*SHORT EXERCISE 1:*
Pick out each line of the records that contains the string "stone", treating uppercase and lowercase as different.

*READING TEXT:*
....
On appeal, K.D. presents the following arguments:

POINT I

THERE WAS INSUFFICIENT EVIDENCE IN THE TRIAL RECORD TO SUPPORT THE ADJUDICATION OF DELINQUENCY ON THE BURGLARY COUNT.

POINT II

THE COURT IMPROPERLY FAILED TO ADDRESS THE LESSER INCLUDED OFFENSE OF CRIMINAL TRESPASS[,] DEPRIVING THE JUVENILE OF A FAIR TRIAL.

The State presented the testimony of four witnesses: the two victims and the two police officers involved with the investigation. The defense produced no witnesses. The facts upon which the juvenile delinquency adjudication was based are as follows. On November 9, 2008, after being called by a homeowner who believed her home had been burglarized, police found K.D. on the premises. When police arrived, they found K.D. in the pantry located at the rear of the home. Once apprehended, the arresting officer described K.D. as calm and cooperative. K.D. told the officer that he had entered the home because he was being chased by four men who wanted to rob him. He explained that he had been at the train station waiting for a friend when he was approached by the men, whom he talked to for about fifteen minutes before they told him they were going to rob him. The officer observed that there was a broken Plexiglas window on the door leading onto the rear porch of the house. Outside of the home, police observed a rear cellar door that appeared to have been struck with a red brick, and the smashed windshield of a car parked on the property.
....
*RECORD EXTRACTS:*
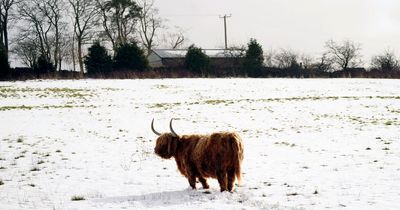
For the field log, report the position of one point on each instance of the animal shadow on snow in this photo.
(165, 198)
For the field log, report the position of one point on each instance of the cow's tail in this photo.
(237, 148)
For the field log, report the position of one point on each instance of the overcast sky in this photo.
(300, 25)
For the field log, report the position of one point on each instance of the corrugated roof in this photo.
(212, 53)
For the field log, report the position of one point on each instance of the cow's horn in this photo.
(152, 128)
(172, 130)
....
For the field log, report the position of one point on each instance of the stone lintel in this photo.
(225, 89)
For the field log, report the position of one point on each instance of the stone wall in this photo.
....
*SHORT EXERCISE 2:*
Carry on the text about K.D.'s appeal, starting after its final sentence.

*EXPECTED ANSWER 1:*
For the field log, report the position of one point on each instance of the stone lintel in this photo.
For the field log, report the position of one point on each instance of the stone wall in this photo.

*EXPECTED ANSWER 2:*
In adjudicating K.D. a delinquent, the court determined the State's witnesses credible and rejected the defense's theory of the case. Accordingly, the court adjudicated K.D. a delinquent.

A person commits burglary "if, with purpose to commit an offense therein he: (1) [e]nters a... structure, or a separately secured or occupied portion thereof... or (2) Surreptitiously remains in a... structure, or a separately secured or occupied portion thereof knowing that he is not licensed or privileged to do so." N.J.S.A. 2C:18-2. K.D. contends the court improperly used the actual act to gain entry into the dwelling, breaking the window, to find the State proved the element of "purposeful" beyond a reasonable doubt. The State concedes in its brief "that the act of breaking a window to gain entry to a structure cannot also qualify as the unlawful act committed inside the structure which proves the 'unlawful purpose' element of burglary." The State also "concedes that portions of the trial court's decision suggest the judge might have erred in blurring the elements in this regard." The State urges ...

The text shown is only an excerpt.